### Stated task
Set down the whole forum thread about satellite receivers below, word for word.

You have a good point, and in this case [with so many H20s] the cost [$199+ service call] might be worth it.


----------



## Beerstalker (Feb 9, 2009)

veryoldschool said:


> You have a good point, and in this case [with so many H20s] the cost [$199+ service call] might be worth it.


Yep, replacing 4 H20s with newer receivers (possibly 4 H25s) would be worth an extra $100 to me.


----------



## DBSNewbie (Nov 3, 2007)

David Ortiz said:


> The 2-way splitter should be a green-label, DECA compatible splitter.
> 
> Yes.
> 
> ...


Thank you very much! I appreciate it 

But now, something else just occurred to me. I am also planning to upgrade one of our HR-20's (which is currently hooked up via SWM) to an HR-24. Is it just a matter of swapping out the receivers and connecting it in the exact same way?

Or, since the HR24 has built-in DECA, will it need to be hooked up in a similar fashion to the H25 to connect to my existing network? (BSF, splitter, DECA BB, etc)

Or since the HR-24 has an ethernet input, does it disable the DECA and operate like an older HR DVR in terms of networking when an ethernet connection is established?


----------



## David Ortiz (Aug 21, 2006)

I just think it would be cool to have a den with 6 TVs in it.

The SD receivers would be upgraded also.


----------



## veryoldschool (Dec 10, 2006)

DBSNewbie said:


> Or since the HR-24 has an ethernet input, does it disable the DECA and operate like an older HR DVR in terms of networking when an ethernet connection is established?


yes.


----------



## DBSNewbie (Nov 3, 2007)

Beerstalker said:


> Yep, replacing 4 H20s with newer receivers (possibly 4 H25s) would be worth an extra $100 to me.


I was thinking that. Does anyone know if a SWM-16 is included in the $199 if the number of tuners in the system requires it?


----------



## David Ortiz (Aug 21, 2006)

### Data records

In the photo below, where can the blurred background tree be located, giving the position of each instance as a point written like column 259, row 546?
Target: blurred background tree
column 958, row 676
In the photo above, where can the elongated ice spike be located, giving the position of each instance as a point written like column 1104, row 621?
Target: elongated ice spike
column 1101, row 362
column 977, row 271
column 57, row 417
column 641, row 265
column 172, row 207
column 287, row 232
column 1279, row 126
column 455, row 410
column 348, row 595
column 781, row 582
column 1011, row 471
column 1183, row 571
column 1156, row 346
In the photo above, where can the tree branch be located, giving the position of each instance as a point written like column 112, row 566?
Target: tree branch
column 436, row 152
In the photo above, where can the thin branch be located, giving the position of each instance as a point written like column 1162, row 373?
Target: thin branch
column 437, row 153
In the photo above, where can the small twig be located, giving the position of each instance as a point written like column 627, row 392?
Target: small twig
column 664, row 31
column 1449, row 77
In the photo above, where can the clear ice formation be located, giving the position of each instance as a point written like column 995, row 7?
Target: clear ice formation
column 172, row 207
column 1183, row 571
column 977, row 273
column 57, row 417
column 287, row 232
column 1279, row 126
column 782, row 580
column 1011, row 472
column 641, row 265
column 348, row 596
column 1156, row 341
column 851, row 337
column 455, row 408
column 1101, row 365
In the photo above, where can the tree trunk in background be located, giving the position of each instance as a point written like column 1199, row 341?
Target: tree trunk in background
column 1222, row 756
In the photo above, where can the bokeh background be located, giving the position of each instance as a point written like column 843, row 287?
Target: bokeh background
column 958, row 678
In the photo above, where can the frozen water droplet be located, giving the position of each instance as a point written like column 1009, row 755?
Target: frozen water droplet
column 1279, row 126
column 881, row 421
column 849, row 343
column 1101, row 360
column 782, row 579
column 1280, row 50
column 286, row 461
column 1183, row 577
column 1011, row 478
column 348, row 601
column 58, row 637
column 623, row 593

### Task solution
You have a good point, and in this case [with so many H20s] the cost [$199+ service call] might be worth it.


----------



## Beerstalker (Feb 9, 2009)

veryoldschool said:


> You have a good point, and in this case [with so many H20s] the cost [$199+ service call] might be worth it.


Yep, replacing 4 H20s with newer receivers (possibly 4 H25s) would be worth an extra $100 to me.


----------



## DBSNewbie (Nov 3, 2007)

David Ortiz said:


> The 2-way splitter should be a green-label, DECA compatible splitter.
> 
> Yes.
> 
> ...


Thank you very much! I appreciate it 

But now, something else just occurred to me. I am also planning to upgrade one of our HR-20's (which is currently hooked up via SWM) to an HR-24. Is it just a matter of swapping out the receivers and connecting it in the exact same way?

Or, since the HR24 has built-in DECA, will it need to be hooked up in a similar fashion to the H25 to connect to my existing network? (BSF, splitter, DECA BB, etc)

Or since the HR-24 has an ethernet input, does it disable the DECA and operate like an older HR DVR in terms of networking when an ethernet connection is established?


----------



## David Ortiz (Aug 21, 2006)

I just think it would be cool to have a den with 6 TVs in it.

The SD receivers would be upgraded also.


----------



## veryoldschool (Dec 10, 2006)

DBSNewbie said:


> Or since the HR-24 has an ethernet input, does it disable the DECA and operate like an older HR DVR in terms of networking when an ethernet connection is established?


yes.


----------



## DBSNewbie (Nov 3, 2007)

Beerstalker said:


> Yep, replacing 4 H20s with newer receivers (possibly 4 H25s) would be worth an extra $100 to me.


I was thinking that. Does anyone know if a SWM-16 is included in the $199 if the number of tuners in the system requires it?


----------



## David Ortiz (Aug 21, 2006)